* _WHAT YOU SHOULD DO_
Every entry must come back exactly as it was written.

Records excerpted from a collection:

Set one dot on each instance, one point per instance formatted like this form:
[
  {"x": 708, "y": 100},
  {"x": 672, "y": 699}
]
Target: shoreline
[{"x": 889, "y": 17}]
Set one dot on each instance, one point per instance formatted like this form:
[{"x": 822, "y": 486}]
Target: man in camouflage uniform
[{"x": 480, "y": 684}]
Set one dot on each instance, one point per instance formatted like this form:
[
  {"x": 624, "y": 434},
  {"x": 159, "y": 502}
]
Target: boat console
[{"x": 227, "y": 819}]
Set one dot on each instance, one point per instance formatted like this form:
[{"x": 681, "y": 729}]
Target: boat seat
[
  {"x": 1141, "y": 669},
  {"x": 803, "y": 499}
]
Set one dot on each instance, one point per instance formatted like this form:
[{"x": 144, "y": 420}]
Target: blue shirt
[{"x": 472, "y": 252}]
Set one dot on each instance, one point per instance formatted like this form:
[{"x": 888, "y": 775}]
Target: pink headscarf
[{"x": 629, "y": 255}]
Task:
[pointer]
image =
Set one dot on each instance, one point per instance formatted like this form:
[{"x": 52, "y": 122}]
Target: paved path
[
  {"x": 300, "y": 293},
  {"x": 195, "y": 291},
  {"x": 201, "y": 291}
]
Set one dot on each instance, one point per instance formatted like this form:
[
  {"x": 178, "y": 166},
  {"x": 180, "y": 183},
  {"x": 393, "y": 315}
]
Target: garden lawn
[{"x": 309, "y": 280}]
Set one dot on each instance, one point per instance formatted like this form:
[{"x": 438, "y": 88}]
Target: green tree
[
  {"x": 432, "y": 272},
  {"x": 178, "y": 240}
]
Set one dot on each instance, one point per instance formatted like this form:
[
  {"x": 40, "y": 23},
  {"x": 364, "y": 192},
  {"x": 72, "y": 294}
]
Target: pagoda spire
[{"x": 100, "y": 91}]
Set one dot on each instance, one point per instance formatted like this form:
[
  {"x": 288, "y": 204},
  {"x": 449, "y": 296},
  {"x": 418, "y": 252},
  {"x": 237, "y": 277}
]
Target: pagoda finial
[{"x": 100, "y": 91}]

* _RESULT OF THIS TASK_
Set one dot on each instance, one point per instance formatted like this form:
[
  {"x": 708, "y": 100},
  {"x": 672, "y": 699}
]
Target: shoreline
[{"x": 889, "y": 17}]
Set one dot on each instance, one point per instance formatted like this form:
[{"x": 822, "y": 486}]
Target: man in camouflage uniform
[{"x": 480, "y": 684}]
Set one dot on each instance, one point per instance formatted like this form:
[
  {"x": 624, "y": 434},
  {"x": 159, "y": 502}
]
Target: boat console
[{"x": 227, "y": 819}]
Set one dot on each instance, one point per instance formatted like this form:
[{"x": 681, "y": 729}]
Target: boat seat
[
  {"x": 1141, "y": 669},
  {"x": 803, "y": 499}
]
Set one dot on each instance, one point per instance formatted like this form:
[{"x": 144, "y": 420}]
Target: blue shirt
[{"x": 472, "y": 252}]
Set one dot on each instance, one point per instance formatted like this form:
[{"x": 888, "y": 775}]
Target: pink headscarf
[{"x": 629, "y": 255}]
Task:
[pointer]
image =
Set one dot on each instance, one point per instance formatted like this form:
[{"x": 52, "y": 122}]
Target: paved path
[
  {"x": 300, "y": 293},
  {"x": 195, "y": 291},
  {"x": 201, "y": 291}
]
Set one dot on each instance, one point per instance formatted like this form:
[
  {"x": 178, "y": 166},
  {"x": 180, "y": 183},
  {"x": 393, "y": 315}
]
Target: garden lawn
[{"x": 309, "y": 280}]
Set one dot on each instance, one point per instance formatted like this form:
[{"x": 438, "y": 88}]
Target: green tree
[
  {"x": 432, "y": 272},
  {"x": 178, "y": 240}
]
Set one dot on each instance, one point per instance formatted like this form:
[
  {"x": 40, "y": 23},
  {"x": 364, "y": 192},
  {"x": 72, "y": 294}
]
Target: pagoda spire
[{"x": 100, "y": 91}]
Set one dot on each instance, one point per instance formatted like this form:
[
  {"x": 288, "y": 204},
  {"x": 449, "y": 296},
  {"x": 418, "y": 252},
  {"x": 237, "y": 277}
]
Target: pagoda finial
[{"x": 100, "y": 91}]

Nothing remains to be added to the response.